» **Brano proposto**
Il momento Pearl Harbor degli Usa verso l'Iran
Il Progetto per un nuovo secolo americano (PNAC) varato nel 2000 e sul quale lavorarono molte delle più influenti menti statunitensi (che affollavano le fila dei neoconservatori) è tornato alla ribalta. Il PNAC prevedeva una svolta aggressiva della politica estera americana tale da impegnare Washington a “combattere e vincere in modo decisivo molteplici grandi guerre regionali simultanee”.
In tal modo gli Stati Uniti avrebbero confermato e reso irrevocabile il loro ruolo di dominus del mondo. Per porre in atto tale progetto si prevedeva un massivo riarmo degli Stati Uniti e una trasformazione in modalità molto più aggressiva della sua leadership in politica estera, un processo che avrebbe avuto tempi lunghi a meno di “un evento catastrofico e catalizzatore, come ad esempio una nuova Pearl Harbor”.
Il PNAC ottenne il suo momento “Pearl Harbor” un anno dopo, con l’11 settembre, e fu la guerra all’Afghanistan, poi all’Iraq, la guerra globale al Terrore e tanto altro, una forza propulsiva all’interno dell’Impero che, con alti e bassi, perdura “anche oggi”.
Il momento Pearl Harbor
Lo scrive Kelley Beaucar Vlahos sull’American Conservative in un articolo dal titolo: “Attenzione al momento ‘Pearl Harbor’ iraniano”. Una nota nella quale spiega che l’attacco del 7 ottobre di Hamas è stato un nuovo momento “Pearl Harbor” per i neoconservatori e che gli attuali attacchi agli alleati dell’Iran in Siria, Iraq e Yemen possono essere prodromici a un attacco contro l’Iran, prospettiva sulla quale stanno frenando sia Washington che Teheran.

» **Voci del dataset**
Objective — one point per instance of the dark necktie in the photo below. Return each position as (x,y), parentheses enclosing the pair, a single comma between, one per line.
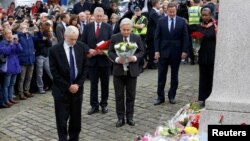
(82,27)
(172,25)
(72,65)
(97,32)
(126,39)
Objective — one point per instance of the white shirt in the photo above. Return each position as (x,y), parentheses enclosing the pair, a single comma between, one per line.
(157,11)
(67,50)
(170,21)
(96,25)
(128,39)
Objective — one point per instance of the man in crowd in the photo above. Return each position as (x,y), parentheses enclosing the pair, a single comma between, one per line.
(99,65)
(81,6)
(67,64)
(126,80)
(171,45)
(154,16)
(61,26)
(83,22)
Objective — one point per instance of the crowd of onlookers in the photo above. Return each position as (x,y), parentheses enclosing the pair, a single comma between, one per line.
(27,33)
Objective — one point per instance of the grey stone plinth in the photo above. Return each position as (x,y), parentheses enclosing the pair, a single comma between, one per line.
(231,88)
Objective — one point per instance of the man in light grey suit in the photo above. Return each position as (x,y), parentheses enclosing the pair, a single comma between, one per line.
(128,81)
(60,28)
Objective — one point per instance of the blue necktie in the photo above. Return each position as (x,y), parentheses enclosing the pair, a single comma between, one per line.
(172,25)
(72,65)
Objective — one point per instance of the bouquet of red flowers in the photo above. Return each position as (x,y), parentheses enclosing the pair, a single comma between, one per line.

» **Compito assegnato**
Prosegui l'articolo sul momento Pearl Harbor degli Usa verso l'Iran dopo l'ultima frase riportata. I record non hanno alcun legame con l'articolo sul momento Pearl Harbor degli Usa verso l'Iran.

» **Risposta all'esercizio**
Ma non passa giorno che i neoconservatori – o giornalisti, analisti, politologi, terrorologi a loro collegati – non incitino ad attaccare “davvero davvero l’Iran” (la reiterazione è del testo). Nel suo pezzo, il cronista dell’American Conservative cita diversi interventi in tal senso.
Per parte nostra, riportiamo l’incipit di un articolo di Ilan Berman sul National Interest: ” Winston Churchill, intorno al 1944, aveva dichiarato: si può contare sul fatto che gli Stati Uniti faranno la cosa giusta una volta che avranno esaurito ogni altra opzione disponibile”.
“Allora il Primo Ministro britannico parlava dell’entrata tardiva dell’America nella Seconda Guerra Mondiale, dopo che l’attacco giapponese a Pearl Harbor aveva reso impossibile l’inerzia. Oggi è un ottimo modo per descrivere la politica in Medio Oriente dell’amministrazione Biden”…
Colpire l’Iran
Lo scritto si riferisce alla necessità di porre fine agli attacchi delle milizie filo-iraniane alle basi e agli interessi Usa in Iraq e Siria. Washington non l’otterrà con le bombe. E, invece di fare l’unica cosa che può fermare tali attacchi, cioè dar vita a un processo distensivo e chiudere la guerra di Gaza – basta non inviare armi a Israele – alimenta la tensione.
Gli Stati Uniti hanno colpito 85 obiettivi in Iraq e Siria come ritorsione per l’attacco di una sua base che ha causato la morte tre soldati americani. E hanno dichiarato che i raid continueranno nei modi e nei tempi che decideranno loro.
Riportiamo da Antiwar: “Intervenendo al programma ‘State of the Union’ della CNN, [il Consigliere per la Sicurezza nazionale Jake] Sullivan ha dichiarato che la campagna di bombardamenti non è finita, aggiungendo che gli Stati Uniti stanno pianificando ‘ulteriori azioni’. Quando gli è stato chiesto se gli Stati Uniti hanno escluso di lanciare attacchi sul territorio iraniano, ha risposto: ‘Guarda, intervenendo in un programma televisivo nazionale, non ho intenzione di escludere o non escludere nessuna attività su nessun territorio”.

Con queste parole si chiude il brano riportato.